Mantendo-se a água, multivitaminas, cálcio, magnésio e fósforo, Luís admite que hoje já se sente mais lento. “Cada dia pesa mais. Uma pessoa nem sabe bem o que pensar disto tudo, não era suposto isto acontecer”.

Ao terceiro dia de greve, foi chamado pela Presidência da República, para uma reunião presencial, mas o encontro não levou a grandes conclusões. Marcelo Rebelo de Sousa ainda chegou a passar pelo jardim para falar com Luís, mas desde aí, não voltou a ser contactado pelo chefe de Estado.

“O Presidente da República passou aqui, estava eu a dormitar na relva porque estava muito cansado. Falou qualquer coisa que eu não entendi, estava com máscara. Eu disse-lhe que era surdo, mas ele foi-se logo embora. Nem meio minuto esteve aqui”, relembra o empresário.

“Temos um processo-crime há quatro anos e meio. Tenho esperança que chegue a seu bom curso, mas, entretanto, o que é que fazemos? Temos um processo administrativo em tribunal, e os tribunais são muito lentos” queixa-se Luís, que ainda acusa o Ministério da Agricultura de litigar “descaradamente de má fé, com documentos falsificados e tudo, unicamente para nos empatar, para nos forçar a desistir”.

TAREFA 1 - Cite o trecho sobre a greve de Luís entre "Mantendo-se a água, multivitaminas, cálcio, magnésio" e "relembra o empresário.", inclusive, sem alterar uma única palavra.
TAREFA 2 - Por favor, escreva a continuação do trecho sobre a greve de Luís a partir do ponto em que termina.
Os itens não desempenham qualquer papel neste trabalho.

DADOS REGISTADOS -

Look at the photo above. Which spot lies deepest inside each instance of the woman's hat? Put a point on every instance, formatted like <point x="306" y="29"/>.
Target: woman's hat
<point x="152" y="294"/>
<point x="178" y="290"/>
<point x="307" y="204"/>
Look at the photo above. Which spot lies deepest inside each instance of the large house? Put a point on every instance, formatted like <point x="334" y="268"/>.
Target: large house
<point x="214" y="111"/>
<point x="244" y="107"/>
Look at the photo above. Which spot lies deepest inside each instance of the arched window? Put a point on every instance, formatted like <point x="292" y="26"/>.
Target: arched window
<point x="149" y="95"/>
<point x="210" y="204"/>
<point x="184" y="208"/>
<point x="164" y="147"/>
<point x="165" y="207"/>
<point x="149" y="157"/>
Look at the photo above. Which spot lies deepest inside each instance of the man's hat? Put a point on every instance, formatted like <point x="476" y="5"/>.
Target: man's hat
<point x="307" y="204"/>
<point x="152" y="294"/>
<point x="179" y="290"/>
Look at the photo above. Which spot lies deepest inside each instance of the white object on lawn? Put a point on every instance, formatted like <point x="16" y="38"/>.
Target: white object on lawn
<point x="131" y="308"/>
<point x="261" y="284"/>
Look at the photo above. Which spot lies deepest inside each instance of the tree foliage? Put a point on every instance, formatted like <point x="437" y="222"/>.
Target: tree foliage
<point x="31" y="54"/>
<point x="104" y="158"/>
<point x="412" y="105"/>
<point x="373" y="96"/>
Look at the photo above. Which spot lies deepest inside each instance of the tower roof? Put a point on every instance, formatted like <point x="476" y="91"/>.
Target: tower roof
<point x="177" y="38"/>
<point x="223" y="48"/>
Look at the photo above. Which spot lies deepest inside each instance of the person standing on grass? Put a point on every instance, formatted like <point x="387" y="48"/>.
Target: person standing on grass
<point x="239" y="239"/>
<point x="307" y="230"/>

RESPOSTA ESCRITA 1 -
Mantendo-se a água, multivitaminas, cálcio, magnésio e fósforo, Luís admite que hoje já se sente mais lento. “Cada dia pesa mais. Uma pessoa nem sabe bem o que pensar disto tudo, não era suposto isto acontecer”.

Ao terceiro dia de greve, foi chamado pela Presidência da República, para uma reunião presencial, mas o encontro não levou a grandes conclusões. Marcelo Rebelo de Sousa ainda chegou a passar pelo jardim para falar com Luís, mas desde aí, não voltou a ser contactado pelo chefe de Estado.

“O Presidente da República passou aqui, estava eu a dormitar na relva porque estava muito cansado. Falou qualquer coisa que eu não entendi, estava com máscara. Eu disse-lhe que era surdo, mas ele foi-se logo embora. Nem meio minuto esteve aqui”, relembra o empresário.

RESPOSTA ESCRITA 2 -
Mas Luís Dias está decidido em continuar a sua luta, apesar de cada dia custar mais do que o anterior. “Muitas pessoas perdem a cabeça, vão lá e resolvem as coisas pelas mãos. Eu não sou assim, até porque isso só ia fazer pior. Tive de vir protestar.”

Ministério diz que atraso no pagamento se deve a erro burocrático de Luís

Na terça-feira, o Ministério da Agricultura emitiu uma nota de esclarecimento sobre o caso de Luís Dias, em que lamenta a situação e afirma que continua “empenhado, como sempre tem estado, em encontrar soluções, dentro do quadro legal e comunitário vigente”.

Segundo o Ministério, a candidatura para restabelecimento do potencial produtivo da quinta, de acordo com a medida 6.2.2, só não foi aprovada, ainda, por um erro na documentação entregue por parte do empresário.

Luís já respondeu à nota, e acusa o Ministério de “distorcer factos verdadeiros para mentir descaradamente ao país.”

“De facto, foi efetivamente aprovada uma candidatura em outubro de 2019 para repor o potencial produtivo da nossa exploração agrícola. E de facto, como o próprio Governo reconhece, esse apoio nunca foi, até hoje, pago. (…) Só depois de enorme insistência, litigância judicial e da intervenção da Provedora da Justiça se conseguiu forçar o Governo a fazer o que lhe competia, abrindo a candidatura prevista no “quadro legal e comunitário vigente”. O atraso provocou um prejuízo de 1,75 milhões de euros”, lê-se na resposta do empresário enviada para o governo e para a comunicação social.

À Renascença, mostra-se frustrado com toda a situação e não entende como algo assim podia acontecer.

“Não é suposto um Estado mentir a um tribunal. Não é suposto o Estado falsificar documentos. Não é suposto o Estado andar sete anos a encobrir corrupção”.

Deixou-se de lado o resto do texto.